Records from a data source:

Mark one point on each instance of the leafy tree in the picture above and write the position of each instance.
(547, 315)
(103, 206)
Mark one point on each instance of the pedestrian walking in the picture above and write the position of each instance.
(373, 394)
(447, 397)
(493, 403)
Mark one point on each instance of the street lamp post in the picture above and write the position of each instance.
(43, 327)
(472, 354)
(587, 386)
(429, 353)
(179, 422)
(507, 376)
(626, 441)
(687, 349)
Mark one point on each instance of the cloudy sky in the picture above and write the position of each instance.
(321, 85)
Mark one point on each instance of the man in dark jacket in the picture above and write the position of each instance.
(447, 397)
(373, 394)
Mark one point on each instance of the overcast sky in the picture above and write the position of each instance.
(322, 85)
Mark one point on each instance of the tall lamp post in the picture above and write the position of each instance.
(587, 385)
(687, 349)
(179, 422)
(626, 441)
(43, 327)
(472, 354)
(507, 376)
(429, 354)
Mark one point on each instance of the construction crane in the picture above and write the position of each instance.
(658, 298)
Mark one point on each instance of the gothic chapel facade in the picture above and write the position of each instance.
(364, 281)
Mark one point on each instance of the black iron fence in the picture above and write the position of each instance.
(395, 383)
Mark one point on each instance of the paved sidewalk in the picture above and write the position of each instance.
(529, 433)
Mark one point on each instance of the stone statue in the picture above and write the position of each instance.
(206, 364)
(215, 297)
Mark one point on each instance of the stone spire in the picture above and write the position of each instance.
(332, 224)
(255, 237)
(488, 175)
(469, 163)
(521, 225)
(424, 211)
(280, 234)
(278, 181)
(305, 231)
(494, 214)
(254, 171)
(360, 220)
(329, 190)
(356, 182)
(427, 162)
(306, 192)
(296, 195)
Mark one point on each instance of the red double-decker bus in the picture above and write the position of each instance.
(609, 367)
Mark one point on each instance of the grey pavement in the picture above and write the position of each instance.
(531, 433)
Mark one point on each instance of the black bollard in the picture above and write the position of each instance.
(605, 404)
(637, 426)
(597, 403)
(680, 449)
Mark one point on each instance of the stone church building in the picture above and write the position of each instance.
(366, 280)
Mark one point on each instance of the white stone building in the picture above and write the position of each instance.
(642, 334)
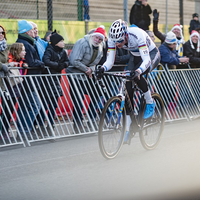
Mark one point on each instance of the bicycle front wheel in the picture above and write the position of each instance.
(112, 127)
(152, 128)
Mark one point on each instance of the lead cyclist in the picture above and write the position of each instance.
(138, 42)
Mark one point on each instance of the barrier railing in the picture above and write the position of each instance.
(50, 106)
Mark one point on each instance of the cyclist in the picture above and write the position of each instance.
(140, 45)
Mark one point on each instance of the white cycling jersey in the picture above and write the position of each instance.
(139, 44)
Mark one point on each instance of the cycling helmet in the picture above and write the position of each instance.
(117, 30)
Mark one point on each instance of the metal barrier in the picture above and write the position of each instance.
(49, 106)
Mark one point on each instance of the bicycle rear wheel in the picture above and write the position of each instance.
(152, 128)
(112, 128)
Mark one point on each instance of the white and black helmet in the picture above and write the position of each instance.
(117, 30)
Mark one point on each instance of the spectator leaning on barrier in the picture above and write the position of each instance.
(151, 35)
(85, 55)
(194, 23)
(55, 57)
(177, 30)
(29, 111)
(168, 53)
(3, 55)
(192, 49)
(16, 59)
(139, 14)
(41, 45)
(86, 10)
(47, 36)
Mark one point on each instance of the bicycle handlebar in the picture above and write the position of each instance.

* _WORK REQUEST_: A faithful copy of the entries above is needed, one that contains no images.

* _RESPONSE TO THIS EXERCISE_:
Mark one point on each instance of the leafy tree in the picture above and write the position of each instance.
(547, 315)
(103, 206)
Mark one point on each instance of the pedestrian walking in the picture above and write the position of each instance.
(373, 394)
(447, 397)
(493, 403)
Mark one point on each instance of the street lamp post in the picture above and write the position of each instance.
(43, 327)
(472, 354)
(587, 386)
(429, 353)
(179, 422)
(507, 376)
(626, 441)
(687, 349)
Mark one point on each instance of the cloudy sky in the picture above and write the position of each instance.
(321, 85)
Mark one point on each instance of the man in dark jacket in the picture above and write the position of each instance.
(447, 397)
(373, 394)
Mark one point on each instance of the overcast sky in the picture above and write the position of each instance.
(322, 85)
Mark one point on each instance of the tall lamp post in the picture above and write the position of each instance.
(587, 385)
(687, 349)
(179, 422)
(626, 441)
(43, 327)
(472, 354)
(507, 376)
(429, 354)
Mark one point on each instance of the construction crane in the picture above and write the position of each instance.
(658, 298)
Mark one point on each instance of the gothic chapel facade in the picture above and write the position of each instance.
(364, 281)
Mark one point on each instance of the black iron fence in the picture above and write the position of each instance.
(395, 383)
Mark one point on each instance of the paved sidewalk in the picture above and write the position of each instance.
(529, 433)
Mark one point on each instance of the stone statue in the picture above and write the position of each instance.
(206, 364)
(215, 297)
Mark one point on each instance of the stone spire in the picture above and write the position of each instance.
(332, 224)
(255, 237)
(488, 175)
(469, 163)
(521, 225)
(424, 211)
(280, 234)
(278, 181)
(305, 231)
(494, 214)
(254, 171)
(360, 220)
(329, 190)
(356, 182)
(427, 162)
(306, 192)
(296, 195)
Mark one point on each instance of the red double-decker bus in the picture above and write the position of each instance.
(609, 367)
Mark one point on each instance of the grey pavement in the picture above and write the position of each instance.
(531, 433)
Mark one point on each instance of the black bollard in the picture above and write the position of each instance.
(605, 404)
(637, 426)
(597, 403)
(680, 449)
Mark one point on each instance of the stone church building in the picture above and write the position of each instance.
(366, 280)
Mark one point on each instance of the white stone building in the picture above and write the position of each instance.
(642, 334)
Mark one point on each instance of the bicycle front wheel in the picture above and write the position of each instance.
(112, 127)
(152, 128)
Mark one point on each instance of the lead cyclist in the picture above and write the position of each instance.
(138, 42)
Mark one point on each instance of the barrier railing in the picture above and write the position of each instance.
(50, 106)
Mark one point on each instance of the cyclist in the picture above and write the position of each instance.
(140, 45)
Mark one point on each instance of the white cycling jersey in the picture above and write the position of each instance.
(139, 44)
Mark one point on each instance of the cycling helmet in the picture above and write the position of each instance.
(117, 30)
Mark one point on each instance of the metal barrier in the picture above and write the position of each instance.
(49, 106)
Mark one point on each instance of the bicycle rear wheel in the picture above and write the position of each instance.
(152, 128)
(112, 128)
Mark one point on each instance of the white and black helmet in the picture above and write the position of each instance.
(117, 30)
Mark one point on each instance of the spectator leaning on barrier in the picture above and write the position of each instance.
(151, 35)
(85, 55)
(194, 23)
(55, 57)
(177, 30)
(29, 111)
(168, 53)
(3, 55)
(192, 49)
(16, 59)
(139, 14)
(41, 45)
(86, 10)
(47, 36)
Mark one point on each instance of the bicycle handlebar in the picture above and write the position of each instance.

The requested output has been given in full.